According to the text on food business regulation, what determines which agency has regulatory jurisdiction over a food business?

_Source text_.
━━━
Food Business Development FSE 99-21
Who Will Regulate My Food Business
J.E. Rushing, P.A. Curtis, D.P. Green, A.M. Fraser, D.H. Pilkington, L.G. Turner, D.R. Ward
Many governmental agencies are involved in regulating food. It is often confusing to try to understand the laws governing the processing, packaging and distribution of food products. Persons starting their own food business often call the local health authority to find information about getting started. As often as not, they are referred to another agency, then finally referred to the North Carolina Cooperative Extension Service.
The type of food and how it is prepared or processed will determine which agency has the regulatory jurisdiction. Federal, state, and county regulations require that foods be produced and maintained in a safe and wholesome manner. Each agency has a set of specific rules for products prepared or produced under its jurisdiction.
━━━
_Given data_.
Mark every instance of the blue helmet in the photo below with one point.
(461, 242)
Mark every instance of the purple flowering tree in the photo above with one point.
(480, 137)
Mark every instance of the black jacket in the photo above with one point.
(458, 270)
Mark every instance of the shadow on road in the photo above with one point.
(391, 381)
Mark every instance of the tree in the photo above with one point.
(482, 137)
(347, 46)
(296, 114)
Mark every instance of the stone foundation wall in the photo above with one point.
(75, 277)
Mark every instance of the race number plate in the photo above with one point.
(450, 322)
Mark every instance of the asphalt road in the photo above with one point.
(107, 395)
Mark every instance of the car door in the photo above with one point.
━━━
_Answer to the problem_.
The type of food and how it is prepared or processed.